**Exercises**:
(1) In the Pelmorex article, why was the golf supplies retailer able to redirect its future flyer efforts toward more golf-friendly neighborhoods?
(2) According to the Pelmorex article, where are the data points tracked by Pelmorex sourced from?
(3) Please retype part of the Pelmorex article, beginning at the words "One major box" and stopping after "more golf-friendly neighbourhoods.".

Start of Text under study

May 2020

The whole concept of artificial intelligence sounds like the kind of theoretical science left to universities and research institutes, if not the pages of science fiction novels. 

But over the past decade, AI has moved out of its cradle, and is now being increasingly leveraged to help businesses fine-tune their brick-and-mortar operations, from making decisions about inventory, to working out where to market their wares.

That’s where Pelmorex Data Solutions comes in. Aside from using AI to make ever more accurate forecasts – themselves a useful tool for businesses – Pelmorex has the benefit of years of tracking billions of data points, sourced  from The Weather Network’s app with the consent of its users. For Pelmorex Data clients, access to that kind of aggregate data lets them know their customers like they never have before.

“Before the age of data, you still had credit cards, you can maybe see what else they’re buying in your store, but it doesn’t really give them a view to what their customers are doing when they’re not in their store,” Pelmorex data scientist Marek Kos says. “Which competitors do they shop at? What do they do for fun?”

On their own, those billions of “breadcrumbs” are just a hopeless jumble. But when fed into an AI model, the AI can analyze and re-analyze them, looking for patterns and trends on a scale that human observation could never comprehend.

Working with an individual client, Pelmorex Data stakes out a “polygon,”  containing the retailer and a chunk of the surrounding area that could reasonably expect to be served by it, and then uses the AI to parse the comings and goings of users to find patterns that would be useful for good business decisions.

The kinds of threads that AI can pick out from the gigantic data pool are many, and multiplying, with major intersections between things like demographics, zoning density, time of day and, yes, even the weather.

One major box store chain client that includes snow shovels among its wares used the data to differentiate between stores primarily serving single-family homes, and stores serving mostly apartment-dwellers with little or no need of shovelling. Another client, a golf supplies retailer, found that it had been sending flyers to postal codes with few digital breadcrumbs leading to golf courses, and was able to redirect future efforts toward more golf-friendly neighbourhoods.

End of Text under study
Start of Data section

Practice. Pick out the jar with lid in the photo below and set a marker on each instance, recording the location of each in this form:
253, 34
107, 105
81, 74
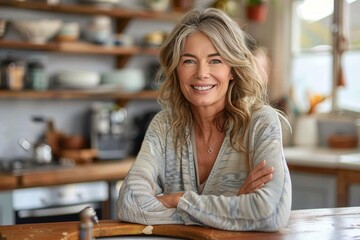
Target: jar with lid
36, 78
12, 71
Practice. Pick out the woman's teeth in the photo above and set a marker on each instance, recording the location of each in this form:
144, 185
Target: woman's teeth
203, 88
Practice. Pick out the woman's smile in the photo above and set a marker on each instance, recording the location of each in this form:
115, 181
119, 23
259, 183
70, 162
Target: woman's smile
202, 88
204, 75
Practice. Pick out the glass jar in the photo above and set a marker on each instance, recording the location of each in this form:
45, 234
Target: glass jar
36, 76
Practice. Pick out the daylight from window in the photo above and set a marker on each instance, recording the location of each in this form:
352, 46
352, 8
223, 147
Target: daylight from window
311, 74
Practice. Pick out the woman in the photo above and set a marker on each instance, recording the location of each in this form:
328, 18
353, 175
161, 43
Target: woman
213, 156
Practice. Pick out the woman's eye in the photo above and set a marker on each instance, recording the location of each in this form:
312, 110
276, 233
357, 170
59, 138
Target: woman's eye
215, 61
189, 61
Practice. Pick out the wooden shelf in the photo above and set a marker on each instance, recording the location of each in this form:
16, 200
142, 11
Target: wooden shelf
93, 10
77, 94
77, 48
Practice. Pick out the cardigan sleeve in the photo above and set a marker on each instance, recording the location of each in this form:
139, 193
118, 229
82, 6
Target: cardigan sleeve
137, 200
266, 209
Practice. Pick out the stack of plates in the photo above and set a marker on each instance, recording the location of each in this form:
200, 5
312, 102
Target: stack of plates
74, 79
100, 3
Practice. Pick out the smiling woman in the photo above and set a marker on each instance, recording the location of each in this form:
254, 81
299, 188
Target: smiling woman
213, 156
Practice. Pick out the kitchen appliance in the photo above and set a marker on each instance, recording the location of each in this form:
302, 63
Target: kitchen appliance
58, 203
23, 166
109, 135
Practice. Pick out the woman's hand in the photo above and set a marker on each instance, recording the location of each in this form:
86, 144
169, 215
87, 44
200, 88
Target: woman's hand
257, 178
170, 200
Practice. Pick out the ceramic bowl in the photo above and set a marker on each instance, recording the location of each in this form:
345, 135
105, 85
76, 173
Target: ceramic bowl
37, 31
127, 80
77, 79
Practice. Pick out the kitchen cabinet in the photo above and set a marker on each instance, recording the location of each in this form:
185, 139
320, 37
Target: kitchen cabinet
313, 191
121, 18
6, 212
354, 199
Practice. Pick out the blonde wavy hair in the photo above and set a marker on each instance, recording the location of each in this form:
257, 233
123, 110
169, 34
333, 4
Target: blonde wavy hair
246, 93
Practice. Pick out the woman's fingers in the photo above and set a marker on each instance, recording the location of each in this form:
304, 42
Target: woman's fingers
257, 178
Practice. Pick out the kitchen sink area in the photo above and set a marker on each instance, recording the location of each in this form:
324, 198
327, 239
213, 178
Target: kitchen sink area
323, 157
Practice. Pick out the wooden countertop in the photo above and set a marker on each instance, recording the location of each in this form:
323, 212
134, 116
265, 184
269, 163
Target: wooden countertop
335, 223
102, 170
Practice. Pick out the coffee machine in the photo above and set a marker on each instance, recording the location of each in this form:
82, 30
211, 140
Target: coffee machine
109, 133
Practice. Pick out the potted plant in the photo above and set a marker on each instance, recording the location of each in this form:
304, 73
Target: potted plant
256, 10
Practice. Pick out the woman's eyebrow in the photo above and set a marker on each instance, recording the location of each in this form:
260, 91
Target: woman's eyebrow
193, 56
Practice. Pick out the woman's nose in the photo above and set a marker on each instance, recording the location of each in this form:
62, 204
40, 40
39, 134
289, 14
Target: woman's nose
203, 71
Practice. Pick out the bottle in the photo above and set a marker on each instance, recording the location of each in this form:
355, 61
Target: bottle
36, 78
12, 72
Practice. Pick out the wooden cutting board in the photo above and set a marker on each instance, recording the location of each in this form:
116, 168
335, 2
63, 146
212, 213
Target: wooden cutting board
332, 223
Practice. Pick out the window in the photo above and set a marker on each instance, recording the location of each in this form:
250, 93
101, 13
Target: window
312, 55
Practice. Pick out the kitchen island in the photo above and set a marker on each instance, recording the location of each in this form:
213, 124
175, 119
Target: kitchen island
329, 223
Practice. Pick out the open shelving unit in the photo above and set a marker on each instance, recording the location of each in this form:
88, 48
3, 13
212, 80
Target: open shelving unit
123, 54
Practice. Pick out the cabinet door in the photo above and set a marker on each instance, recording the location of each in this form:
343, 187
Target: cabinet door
6, 209
354, 198
313, 191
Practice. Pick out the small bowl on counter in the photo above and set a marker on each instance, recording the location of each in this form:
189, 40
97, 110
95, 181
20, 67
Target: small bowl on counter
37, 31
3, 27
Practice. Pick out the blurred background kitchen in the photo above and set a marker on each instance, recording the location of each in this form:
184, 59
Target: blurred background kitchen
77, 87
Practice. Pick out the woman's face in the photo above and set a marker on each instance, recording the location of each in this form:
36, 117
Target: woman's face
204, 75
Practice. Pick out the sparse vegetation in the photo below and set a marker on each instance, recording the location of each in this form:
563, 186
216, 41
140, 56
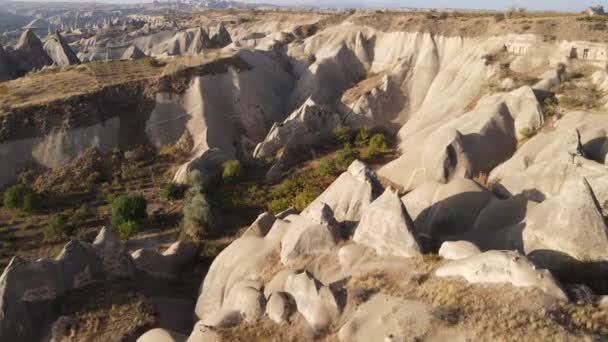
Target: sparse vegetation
20, 196
129, 207
170, 192
233, 170
198, 217
58, 228
327, 167
127, 230
346, 156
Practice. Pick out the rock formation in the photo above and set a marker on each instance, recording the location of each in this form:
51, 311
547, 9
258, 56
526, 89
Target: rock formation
59, 50
387, 227
30, 53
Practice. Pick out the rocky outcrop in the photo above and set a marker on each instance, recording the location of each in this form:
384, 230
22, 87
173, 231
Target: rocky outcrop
351, 193
29, 289
237, 267
8, 68
386, 227
220, 36
315, 301
570, 223
443, 210
29, 53
456, 250
502, 267
313, 232
388, 318
60, 51
168, 264
132, 53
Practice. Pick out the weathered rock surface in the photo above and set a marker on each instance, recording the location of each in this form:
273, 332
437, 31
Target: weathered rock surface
569, 223
442, 210
388, 318
29, 53
161, 335
315, 301
279, 307
133, 52
117, 262
168, 264
351, 193
242, 261
60, 51
313, 232
456, 250
387, 227
502, 267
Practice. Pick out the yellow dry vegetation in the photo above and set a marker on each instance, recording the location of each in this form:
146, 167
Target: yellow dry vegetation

End of Data section

**Answers for this exercise**:
(1) The data showed that the retailer had been sending flyers to postal codes with few digital breadcrumbs leading to golf courses. That let it aim future efforts at neighborhoods with more interest in golf.

(2) They come from The Weather Network's app, with the consent of its users.

(3)
One major box store chain client that includes snow shovels among its wares used the data to differentiate between stores primarily serving single-family homes, and stores serving mostly apartment-dwellers with little or no need of shovelling. Another client, a golf supplies retailer, found that it had been sending flyers to postal codes with few digital breadcrumbs leading to golf courses, and was able to redirect future efforts toward more golf-friendly neighbourhoods.